Data entries
━━━━━━━━━━━━━━━━━━━━━━━━━━━━━━

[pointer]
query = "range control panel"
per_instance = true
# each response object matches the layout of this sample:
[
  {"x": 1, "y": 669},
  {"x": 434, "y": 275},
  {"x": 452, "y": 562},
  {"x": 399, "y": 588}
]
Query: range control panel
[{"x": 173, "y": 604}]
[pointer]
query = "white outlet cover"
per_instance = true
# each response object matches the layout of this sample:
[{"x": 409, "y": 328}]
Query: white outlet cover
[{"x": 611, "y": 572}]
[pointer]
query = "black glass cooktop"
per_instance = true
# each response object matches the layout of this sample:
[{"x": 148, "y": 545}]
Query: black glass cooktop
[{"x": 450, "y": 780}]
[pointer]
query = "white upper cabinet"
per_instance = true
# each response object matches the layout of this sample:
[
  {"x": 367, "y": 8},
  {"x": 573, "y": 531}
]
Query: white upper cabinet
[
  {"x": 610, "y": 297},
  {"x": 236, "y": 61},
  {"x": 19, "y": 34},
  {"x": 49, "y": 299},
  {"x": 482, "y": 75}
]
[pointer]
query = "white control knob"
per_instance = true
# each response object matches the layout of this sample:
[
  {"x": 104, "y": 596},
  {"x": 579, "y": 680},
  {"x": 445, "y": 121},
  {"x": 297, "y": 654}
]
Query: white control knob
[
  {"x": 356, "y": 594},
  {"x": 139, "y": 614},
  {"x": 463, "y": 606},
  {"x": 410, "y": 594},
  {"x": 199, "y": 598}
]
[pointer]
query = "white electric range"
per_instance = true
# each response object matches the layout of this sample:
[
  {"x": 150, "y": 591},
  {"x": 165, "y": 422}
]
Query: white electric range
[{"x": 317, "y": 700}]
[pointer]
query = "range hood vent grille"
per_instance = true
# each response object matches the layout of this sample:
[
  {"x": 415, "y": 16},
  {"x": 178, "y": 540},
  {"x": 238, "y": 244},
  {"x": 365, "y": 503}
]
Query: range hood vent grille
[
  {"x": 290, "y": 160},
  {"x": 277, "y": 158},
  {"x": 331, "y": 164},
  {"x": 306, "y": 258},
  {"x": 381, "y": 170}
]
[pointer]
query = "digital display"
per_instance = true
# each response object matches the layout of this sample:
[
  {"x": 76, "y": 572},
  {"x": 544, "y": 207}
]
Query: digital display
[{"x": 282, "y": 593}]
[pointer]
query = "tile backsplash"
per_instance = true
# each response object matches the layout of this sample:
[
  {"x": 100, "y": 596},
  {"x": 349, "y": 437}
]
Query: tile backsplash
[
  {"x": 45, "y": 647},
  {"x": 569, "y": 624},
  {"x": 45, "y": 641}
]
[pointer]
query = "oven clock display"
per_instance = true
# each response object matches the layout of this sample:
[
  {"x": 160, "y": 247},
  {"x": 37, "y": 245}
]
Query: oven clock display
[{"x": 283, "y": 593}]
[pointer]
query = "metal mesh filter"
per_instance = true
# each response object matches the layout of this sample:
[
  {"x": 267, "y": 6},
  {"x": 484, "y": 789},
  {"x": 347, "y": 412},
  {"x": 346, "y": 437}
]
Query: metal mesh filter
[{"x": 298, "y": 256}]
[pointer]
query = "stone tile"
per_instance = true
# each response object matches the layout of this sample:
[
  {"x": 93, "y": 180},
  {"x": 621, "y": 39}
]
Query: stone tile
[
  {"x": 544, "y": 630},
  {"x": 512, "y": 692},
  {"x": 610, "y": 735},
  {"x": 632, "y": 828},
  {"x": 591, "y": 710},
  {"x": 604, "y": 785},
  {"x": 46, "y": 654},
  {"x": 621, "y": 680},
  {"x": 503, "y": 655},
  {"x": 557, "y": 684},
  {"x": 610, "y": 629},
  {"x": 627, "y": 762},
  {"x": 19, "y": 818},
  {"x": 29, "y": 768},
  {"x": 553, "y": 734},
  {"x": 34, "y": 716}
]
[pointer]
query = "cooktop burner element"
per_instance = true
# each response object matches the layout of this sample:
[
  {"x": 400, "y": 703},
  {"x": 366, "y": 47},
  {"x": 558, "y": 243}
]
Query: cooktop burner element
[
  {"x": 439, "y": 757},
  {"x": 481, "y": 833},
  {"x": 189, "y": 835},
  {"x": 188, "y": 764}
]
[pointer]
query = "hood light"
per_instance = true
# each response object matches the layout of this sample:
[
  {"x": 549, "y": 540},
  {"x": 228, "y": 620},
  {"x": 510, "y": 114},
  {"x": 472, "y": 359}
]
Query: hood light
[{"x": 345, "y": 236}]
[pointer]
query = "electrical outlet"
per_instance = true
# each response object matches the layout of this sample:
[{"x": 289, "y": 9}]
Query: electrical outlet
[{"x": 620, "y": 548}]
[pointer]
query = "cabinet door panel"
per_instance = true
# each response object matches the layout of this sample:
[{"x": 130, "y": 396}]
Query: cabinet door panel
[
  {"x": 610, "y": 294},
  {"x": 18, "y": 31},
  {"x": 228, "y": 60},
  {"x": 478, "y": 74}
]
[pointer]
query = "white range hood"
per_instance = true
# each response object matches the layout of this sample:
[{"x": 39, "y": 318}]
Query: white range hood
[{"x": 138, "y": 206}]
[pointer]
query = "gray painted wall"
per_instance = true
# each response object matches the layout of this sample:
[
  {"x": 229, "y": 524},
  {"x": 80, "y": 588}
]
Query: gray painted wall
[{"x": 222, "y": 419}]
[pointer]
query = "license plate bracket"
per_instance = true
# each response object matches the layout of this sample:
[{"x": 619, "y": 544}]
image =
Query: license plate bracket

━━━━━━━━━━━━━━━━━━━━━━━━━━━━━━

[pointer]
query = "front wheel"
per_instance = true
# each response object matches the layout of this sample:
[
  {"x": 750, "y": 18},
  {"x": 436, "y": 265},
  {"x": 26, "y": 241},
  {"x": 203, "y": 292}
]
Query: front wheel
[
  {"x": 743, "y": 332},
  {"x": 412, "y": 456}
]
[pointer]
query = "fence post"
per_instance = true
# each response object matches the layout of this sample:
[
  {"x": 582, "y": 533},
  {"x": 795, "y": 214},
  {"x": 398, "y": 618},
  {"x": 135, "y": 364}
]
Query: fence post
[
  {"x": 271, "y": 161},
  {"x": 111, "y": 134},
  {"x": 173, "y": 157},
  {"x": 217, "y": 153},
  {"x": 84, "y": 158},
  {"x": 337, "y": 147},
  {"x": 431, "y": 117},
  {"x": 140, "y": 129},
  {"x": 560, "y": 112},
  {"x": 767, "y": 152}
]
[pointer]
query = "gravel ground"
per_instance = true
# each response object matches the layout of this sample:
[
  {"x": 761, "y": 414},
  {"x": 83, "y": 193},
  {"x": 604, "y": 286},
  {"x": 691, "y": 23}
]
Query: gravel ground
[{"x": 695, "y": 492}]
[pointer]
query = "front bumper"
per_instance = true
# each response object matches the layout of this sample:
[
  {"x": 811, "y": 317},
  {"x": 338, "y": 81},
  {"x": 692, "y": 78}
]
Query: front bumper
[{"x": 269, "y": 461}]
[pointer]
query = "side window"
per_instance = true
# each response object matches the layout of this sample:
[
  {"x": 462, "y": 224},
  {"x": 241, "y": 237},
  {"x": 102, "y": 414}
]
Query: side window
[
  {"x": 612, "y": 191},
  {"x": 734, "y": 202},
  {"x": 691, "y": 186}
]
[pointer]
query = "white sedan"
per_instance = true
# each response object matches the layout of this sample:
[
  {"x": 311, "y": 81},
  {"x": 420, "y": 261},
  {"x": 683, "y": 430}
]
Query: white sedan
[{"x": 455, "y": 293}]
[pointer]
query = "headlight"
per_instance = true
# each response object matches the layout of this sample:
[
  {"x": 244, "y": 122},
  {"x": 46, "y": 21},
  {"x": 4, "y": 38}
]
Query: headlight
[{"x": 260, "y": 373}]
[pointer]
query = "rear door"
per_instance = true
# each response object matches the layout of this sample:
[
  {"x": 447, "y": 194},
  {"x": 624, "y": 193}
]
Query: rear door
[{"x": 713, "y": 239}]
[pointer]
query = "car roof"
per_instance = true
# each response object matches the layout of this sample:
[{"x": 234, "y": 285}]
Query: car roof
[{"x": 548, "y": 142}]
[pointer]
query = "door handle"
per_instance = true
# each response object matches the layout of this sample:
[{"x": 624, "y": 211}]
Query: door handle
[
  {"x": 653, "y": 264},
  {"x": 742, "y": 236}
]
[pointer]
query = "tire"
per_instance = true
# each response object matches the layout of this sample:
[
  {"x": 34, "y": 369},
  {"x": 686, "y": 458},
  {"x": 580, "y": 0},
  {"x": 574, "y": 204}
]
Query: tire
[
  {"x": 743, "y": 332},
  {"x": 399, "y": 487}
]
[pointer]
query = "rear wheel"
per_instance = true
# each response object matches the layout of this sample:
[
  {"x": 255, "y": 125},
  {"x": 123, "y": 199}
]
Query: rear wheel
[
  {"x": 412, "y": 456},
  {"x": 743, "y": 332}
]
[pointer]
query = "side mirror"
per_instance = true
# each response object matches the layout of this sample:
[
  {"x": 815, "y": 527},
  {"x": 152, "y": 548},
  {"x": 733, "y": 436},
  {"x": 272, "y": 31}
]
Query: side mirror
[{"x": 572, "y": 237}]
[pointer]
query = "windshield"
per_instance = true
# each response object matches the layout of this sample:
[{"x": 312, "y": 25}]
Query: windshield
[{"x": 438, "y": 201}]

━━━━━━━━━━━━━━━━━━━━━━━━━━━━━━

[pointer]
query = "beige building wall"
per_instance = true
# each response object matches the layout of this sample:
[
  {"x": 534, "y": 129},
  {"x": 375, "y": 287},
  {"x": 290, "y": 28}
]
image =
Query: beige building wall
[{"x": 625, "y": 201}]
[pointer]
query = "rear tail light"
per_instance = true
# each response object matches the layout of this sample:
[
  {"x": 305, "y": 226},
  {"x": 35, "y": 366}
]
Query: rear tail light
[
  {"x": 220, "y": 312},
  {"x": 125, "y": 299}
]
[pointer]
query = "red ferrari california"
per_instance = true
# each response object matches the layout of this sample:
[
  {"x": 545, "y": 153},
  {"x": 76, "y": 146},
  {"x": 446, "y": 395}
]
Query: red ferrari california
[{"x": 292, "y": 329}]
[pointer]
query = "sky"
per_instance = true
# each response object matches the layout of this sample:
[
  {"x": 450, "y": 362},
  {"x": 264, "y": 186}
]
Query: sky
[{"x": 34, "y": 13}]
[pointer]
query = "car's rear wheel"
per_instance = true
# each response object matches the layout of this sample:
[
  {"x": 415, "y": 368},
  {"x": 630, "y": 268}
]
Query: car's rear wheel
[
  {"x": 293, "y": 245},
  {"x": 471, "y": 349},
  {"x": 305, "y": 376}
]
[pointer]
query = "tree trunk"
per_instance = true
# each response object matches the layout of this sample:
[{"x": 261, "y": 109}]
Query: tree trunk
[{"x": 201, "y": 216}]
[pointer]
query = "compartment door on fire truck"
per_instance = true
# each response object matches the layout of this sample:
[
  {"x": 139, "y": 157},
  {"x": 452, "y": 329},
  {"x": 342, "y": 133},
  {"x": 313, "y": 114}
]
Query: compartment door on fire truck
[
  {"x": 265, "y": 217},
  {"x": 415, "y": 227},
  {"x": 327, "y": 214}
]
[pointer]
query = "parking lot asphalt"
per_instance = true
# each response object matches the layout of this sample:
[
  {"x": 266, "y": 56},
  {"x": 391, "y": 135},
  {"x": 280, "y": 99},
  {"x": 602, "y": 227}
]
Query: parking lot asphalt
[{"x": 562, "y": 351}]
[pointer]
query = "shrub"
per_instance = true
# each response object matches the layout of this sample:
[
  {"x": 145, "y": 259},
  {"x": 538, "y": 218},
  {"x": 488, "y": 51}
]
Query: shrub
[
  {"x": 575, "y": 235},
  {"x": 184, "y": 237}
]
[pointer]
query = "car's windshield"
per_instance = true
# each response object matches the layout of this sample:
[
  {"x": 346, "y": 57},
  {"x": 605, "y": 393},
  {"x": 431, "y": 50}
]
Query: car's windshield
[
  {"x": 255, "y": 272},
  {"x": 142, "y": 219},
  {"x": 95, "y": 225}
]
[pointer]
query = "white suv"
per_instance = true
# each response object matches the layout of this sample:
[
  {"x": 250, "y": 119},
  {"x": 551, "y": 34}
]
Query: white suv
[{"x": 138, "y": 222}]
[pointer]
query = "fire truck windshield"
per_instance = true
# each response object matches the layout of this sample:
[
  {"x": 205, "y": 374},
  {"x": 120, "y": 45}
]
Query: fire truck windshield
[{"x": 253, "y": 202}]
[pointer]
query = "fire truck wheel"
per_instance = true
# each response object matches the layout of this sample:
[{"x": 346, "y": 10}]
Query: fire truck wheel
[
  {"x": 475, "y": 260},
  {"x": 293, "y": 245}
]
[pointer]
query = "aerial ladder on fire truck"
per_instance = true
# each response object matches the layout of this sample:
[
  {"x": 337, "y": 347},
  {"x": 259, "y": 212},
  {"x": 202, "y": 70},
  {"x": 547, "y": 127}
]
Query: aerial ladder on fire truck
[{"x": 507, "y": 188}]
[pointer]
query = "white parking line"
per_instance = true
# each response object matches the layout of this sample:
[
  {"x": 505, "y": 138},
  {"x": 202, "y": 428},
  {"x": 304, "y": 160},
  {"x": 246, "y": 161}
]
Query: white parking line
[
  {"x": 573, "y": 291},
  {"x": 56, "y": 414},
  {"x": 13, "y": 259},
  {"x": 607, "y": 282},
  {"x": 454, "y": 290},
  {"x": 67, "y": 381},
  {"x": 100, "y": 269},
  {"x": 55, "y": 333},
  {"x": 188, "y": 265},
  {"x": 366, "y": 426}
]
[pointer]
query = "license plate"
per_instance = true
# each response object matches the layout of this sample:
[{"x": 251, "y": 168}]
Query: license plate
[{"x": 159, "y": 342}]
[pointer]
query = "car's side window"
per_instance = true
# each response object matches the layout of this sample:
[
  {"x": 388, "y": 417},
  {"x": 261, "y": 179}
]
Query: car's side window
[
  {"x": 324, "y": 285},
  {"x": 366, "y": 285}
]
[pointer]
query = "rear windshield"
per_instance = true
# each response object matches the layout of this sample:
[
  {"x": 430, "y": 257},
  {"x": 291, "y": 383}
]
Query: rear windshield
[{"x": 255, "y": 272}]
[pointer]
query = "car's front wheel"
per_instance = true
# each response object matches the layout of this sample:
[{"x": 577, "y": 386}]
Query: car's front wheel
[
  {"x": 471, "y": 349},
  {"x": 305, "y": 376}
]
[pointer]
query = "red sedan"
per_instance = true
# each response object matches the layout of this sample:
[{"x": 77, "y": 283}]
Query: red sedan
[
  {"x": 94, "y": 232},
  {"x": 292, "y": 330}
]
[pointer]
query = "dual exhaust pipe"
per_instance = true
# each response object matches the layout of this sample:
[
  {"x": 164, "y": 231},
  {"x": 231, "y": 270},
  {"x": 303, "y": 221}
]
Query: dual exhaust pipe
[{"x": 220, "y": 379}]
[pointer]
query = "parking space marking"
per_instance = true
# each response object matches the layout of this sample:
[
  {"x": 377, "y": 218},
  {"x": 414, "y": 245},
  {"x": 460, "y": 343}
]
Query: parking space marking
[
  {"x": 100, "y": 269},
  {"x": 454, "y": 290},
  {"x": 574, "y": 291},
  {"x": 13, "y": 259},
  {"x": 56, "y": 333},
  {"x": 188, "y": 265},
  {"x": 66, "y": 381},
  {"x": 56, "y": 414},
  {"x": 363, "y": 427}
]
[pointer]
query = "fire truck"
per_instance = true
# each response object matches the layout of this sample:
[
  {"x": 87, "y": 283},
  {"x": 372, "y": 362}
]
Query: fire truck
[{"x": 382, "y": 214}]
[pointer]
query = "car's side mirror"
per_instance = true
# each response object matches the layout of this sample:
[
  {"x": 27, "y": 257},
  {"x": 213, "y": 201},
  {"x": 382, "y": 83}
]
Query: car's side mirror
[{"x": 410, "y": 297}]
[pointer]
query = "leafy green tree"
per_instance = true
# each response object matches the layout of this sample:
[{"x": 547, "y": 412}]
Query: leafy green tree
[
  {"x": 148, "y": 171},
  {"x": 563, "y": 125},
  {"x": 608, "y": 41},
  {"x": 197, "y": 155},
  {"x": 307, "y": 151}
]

━━━━━━━━━━━━━━━━━━━━━━━━━━━━━━

- _What you need to do_
Locate every line in the records that contains the word "vent" and copy each of those lines.

- _Answer in full_
query = "range hood vent grille"
Query: range hood vent grille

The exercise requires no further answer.